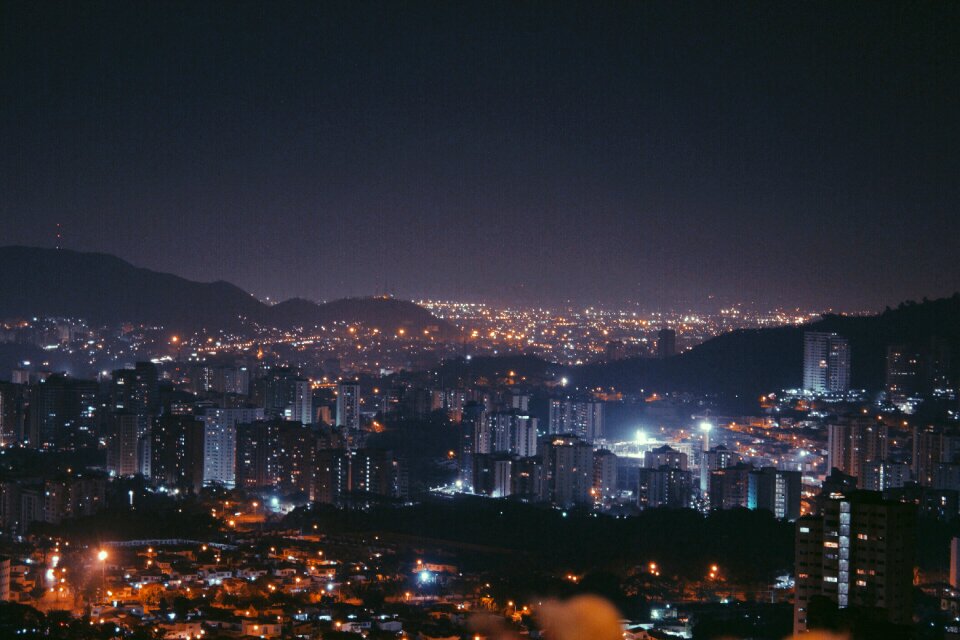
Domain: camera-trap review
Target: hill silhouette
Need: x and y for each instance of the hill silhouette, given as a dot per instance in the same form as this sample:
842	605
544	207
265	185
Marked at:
104	289
751	361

**Assignment**
Everything in the records above must be repeated exactly, apart from the pictures.

**Expected answer**
Domain: camera-trap review
Target: hill silhouette
Need: x and y for each instance of the hill silhouette, given as a dot per instance in the same form as this sample:
842	605
544	207
265	185
Marked at:
104	289
751	361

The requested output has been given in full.